Introducing ORMDroid

Another year, another blog…

Actually, I’ve been out of the blogging cycle for a year or two now, as I’ve just been too busy with work to really dedicate any time to open source and my own projects, but a recent (positive!) change in my  work schedule means I’m now back and able to invest some time again.

Over the past couple of years I’ve been furiously developing solutions for a variety of clients, and in that time I’ve amassed a few different chunks of code that stand alone well enough, and are potentially generally useful enough, to be open sourced. Now I finally have some time, I’m going to start getting them out there, and hopefully get enough interest to get other developers involved.

So the first project, provisionally named ORMDroid, is an Object Relational Mapping framework for the Android platform. It grew (and is still growing) out of a quick (and very basic) solution that was created for a bespoke app a while ago and is still very simple – over time we’ve added features we’ve needed, and no more (well, not much more).

■ Task to carry out
Please summarize the post about ORMDroid in two sentences. The lines that come next have no connection to the post about ORMDroid.

■ Data extract
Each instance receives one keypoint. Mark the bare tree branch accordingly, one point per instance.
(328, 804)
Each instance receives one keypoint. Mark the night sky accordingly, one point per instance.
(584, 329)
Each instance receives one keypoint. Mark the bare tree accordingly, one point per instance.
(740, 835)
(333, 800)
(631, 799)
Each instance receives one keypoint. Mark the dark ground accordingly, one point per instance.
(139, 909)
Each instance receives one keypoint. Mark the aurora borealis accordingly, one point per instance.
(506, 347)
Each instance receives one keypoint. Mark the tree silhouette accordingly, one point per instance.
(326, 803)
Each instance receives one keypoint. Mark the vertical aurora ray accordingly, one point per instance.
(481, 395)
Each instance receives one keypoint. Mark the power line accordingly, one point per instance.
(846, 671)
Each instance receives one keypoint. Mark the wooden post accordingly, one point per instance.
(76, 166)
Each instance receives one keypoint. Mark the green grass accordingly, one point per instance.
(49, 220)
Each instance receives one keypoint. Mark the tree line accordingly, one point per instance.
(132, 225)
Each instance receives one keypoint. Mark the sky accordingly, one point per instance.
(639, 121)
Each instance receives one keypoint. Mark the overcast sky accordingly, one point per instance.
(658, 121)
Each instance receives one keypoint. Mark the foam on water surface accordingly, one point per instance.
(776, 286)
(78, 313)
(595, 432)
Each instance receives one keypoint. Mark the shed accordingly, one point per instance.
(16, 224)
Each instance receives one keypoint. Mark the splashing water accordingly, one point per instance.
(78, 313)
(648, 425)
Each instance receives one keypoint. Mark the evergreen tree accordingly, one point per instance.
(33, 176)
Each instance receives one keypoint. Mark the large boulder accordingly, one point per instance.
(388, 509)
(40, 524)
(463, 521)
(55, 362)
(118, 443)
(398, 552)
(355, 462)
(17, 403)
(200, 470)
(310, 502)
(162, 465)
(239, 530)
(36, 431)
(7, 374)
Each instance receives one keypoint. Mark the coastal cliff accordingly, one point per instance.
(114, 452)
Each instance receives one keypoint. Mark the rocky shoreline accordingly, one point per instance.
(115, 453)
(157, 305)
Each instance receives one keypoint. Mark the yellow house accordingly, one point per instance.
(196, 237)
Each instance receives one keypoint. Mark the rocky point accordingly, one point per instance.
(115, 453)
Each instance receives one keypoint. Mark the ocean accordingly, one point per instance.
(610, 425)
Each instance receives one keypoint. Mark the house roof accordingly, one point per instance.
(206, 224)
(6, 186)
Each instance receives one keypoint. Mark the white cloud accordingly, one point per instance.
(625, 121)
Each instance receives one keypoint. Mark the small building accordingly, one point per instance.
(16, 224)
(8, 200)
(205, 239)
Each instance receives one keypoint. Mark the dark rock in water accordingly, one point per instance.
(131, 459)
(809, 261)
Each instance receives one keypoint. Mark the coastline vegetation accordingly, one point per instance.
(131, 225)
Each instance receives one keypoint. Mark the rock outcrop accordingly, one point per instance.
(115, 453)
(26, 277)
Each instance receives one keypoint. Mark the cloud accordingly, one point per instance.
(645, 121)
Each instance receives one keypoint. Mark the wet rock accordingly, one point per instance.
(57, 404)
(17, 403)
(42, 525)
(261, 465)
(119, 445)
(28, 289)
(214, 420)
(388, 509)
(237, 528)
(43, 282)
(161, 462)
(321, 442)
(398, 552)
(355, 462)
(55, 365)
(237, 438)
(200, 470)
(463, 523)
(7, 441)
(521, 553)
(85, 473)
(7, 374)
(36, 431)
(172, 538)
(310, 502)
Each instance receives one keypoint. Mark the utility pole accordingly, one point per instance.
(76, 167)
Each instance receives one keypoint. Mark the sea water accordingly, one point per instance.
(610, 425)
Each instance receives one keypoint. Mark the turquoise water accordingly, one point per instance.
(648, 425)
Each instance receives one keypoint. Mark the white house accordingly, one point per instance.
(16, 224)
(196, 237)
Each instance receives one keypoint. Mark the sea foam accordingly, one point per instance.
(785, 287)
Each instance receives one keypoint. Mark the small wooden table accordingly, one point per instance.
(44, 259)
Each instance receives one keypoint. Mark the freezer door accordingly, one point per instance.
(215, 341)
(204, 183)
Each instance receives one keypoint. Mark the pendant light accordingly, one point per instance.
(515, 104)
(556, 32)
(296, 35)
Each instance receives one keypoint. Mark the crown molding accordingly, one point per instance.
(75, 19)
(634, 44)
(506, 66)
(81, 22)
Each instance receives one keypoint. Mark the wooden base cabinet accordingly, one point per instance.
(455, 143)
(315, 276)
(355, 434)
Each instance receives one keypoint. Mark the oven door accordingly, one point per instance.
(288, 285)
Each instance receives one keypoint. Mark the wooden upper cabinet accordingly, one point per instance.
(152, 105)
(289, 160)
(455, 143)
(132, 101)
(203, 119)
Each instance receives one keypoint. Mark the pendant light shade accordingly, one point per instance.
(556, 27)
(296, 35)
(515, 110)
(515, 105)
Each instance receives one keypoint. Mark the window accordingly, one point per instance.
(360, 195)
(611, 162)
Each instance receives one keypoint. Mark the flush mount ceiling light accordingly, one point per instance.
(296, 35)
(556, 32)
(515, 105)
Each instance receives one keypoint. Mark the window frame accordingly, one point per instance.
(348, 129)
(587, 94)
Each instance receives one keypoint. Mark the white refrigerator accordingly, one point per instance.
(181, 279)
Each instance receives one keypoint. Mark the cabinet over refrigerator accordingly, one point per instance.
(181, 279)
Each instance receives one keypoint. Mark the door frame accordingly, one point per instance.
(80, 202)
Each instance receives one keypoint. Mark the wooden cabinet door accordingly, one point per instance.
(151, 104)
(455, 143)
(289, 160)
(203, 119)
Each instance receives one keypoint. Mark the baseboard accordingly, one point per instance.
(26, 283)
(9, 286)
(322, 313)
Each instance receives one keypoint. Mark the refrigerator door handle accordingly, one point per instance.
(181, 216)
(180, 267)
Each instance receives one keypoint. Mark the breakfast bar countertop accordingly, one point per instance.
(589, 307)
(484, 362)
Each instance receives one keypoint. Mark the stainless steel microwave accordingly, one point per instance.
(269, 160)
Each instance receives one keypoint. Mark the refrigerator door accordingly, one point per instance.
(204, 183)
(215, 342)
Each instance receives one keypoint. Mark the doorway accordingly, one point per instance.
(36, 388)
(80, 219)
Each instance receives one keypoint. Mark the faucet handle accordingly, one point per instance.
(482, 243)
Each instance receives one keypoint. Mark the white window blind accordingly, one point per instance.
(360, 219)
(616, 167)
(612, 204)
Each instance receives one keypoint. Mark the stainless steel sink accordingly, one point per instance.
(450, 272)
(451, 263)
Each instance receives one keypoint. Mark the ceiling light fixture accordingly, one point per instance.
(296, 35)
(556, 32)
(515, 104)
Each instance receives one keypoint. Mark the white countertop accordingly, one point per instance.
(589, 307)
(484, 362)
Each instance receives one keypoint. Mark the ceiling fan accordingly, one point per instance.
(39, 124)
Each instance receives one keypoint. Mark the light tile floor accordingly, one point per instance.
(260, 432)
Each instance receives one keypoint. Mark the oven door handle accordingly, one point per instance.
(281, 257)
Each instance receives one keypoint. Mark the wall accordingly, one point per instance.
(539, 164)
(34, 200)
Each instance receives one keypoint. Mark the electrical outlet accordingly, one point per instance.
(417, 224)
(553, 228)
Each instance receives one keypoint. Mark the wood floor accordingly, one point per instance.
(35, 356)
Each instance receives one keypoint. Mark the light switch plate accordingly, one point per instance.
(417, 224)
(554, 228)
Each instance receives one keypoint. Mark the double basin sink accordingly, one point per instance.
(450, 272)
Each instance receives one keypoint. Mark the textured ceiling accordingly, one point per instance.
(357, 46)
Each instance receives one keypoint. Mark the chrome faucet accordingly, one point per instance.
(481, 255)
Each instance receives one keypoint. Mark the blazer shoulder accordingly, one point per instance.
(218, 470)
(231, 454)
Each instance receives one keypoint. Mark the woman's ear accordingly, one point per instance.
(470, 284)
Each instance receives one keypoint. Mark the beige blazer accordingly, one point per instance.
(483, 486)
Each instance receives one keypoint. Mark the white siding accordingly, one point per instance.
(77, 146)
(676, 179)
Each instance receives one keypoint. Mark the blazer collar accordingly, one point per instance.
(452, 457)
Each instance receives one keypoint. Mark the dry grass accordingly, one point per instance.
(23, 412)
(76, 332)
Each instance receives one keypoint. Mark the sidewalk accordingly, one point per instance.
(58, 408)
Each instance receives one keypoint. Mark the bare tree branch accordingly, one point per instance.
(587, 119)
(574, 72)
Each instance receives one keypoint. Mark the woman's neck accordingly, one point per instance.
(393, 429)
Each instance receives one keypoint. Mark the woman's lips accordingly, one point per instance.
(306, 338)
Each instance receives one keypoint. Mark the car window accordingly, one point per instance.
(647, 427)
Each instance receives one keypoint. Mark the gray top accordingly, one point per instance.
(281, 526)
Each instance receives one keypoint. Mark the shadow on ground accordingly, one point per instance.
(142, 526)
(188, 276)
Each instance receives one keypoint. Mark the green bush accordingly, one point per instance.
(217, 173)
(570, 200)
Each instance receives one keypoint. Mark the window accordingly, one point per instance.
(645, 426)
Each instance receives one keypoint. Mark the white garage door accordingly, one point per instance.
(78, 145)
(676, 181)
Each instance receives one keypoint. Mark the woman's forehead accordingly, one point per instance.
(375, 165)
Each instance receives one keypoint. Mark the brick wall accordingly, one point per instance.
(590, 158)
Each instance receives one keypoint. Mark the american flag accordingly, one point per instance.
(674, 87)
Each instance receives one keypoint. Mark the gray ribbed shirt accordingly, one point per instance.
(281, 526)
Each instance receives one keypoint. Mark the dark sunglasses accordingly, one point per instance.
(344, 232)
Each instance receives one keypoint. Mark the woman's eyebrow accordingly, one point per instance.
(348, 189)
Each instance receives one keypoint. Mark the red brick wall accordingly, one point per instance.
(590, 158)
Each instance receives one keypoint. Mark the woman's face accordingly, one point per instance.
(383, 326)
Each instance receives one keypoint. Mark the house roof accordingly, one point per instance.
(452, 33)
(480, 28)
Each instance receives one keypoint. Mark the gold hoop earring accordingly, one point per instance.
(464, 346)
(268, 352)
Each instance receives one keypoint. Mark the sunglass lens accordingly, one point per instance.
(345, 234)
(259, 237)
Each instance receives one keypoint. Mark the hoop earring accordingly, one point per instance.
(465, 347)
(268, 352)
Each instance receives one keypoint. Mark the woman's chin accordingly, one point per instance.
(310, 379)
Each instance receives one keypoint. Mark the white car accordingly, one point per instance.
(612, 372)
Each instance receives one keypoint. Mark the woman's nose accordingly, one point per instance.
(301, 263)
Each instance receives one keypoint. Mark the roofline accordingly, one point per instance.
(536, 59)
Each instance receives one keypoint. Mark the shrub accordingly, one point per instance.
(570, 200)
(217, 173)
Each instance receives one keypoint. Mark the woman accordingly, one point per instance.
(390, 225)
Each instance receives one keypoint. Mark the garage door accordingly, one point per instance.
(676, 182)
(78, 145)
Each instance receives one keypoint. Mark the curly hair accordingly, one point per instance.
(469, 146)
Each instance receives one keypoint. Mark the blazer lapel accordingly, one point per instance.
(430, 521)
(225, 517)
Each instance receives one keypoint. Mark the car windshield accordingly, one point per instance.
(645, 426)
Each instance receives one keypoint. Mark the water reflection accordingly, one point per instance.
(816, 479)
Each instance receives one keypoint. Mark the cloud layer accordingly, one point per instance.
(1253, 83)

■ The response
After a year or two away from blogging because of work, the writer now has time again and plans to open source several self-contained pieces of code built for clients over the past couple of years. The first, provisionally named ORMDroid, is a simple Object Relational Mapping framework for Android that grew out of a basic solution for a bespoke app and has gained only the features that were needed.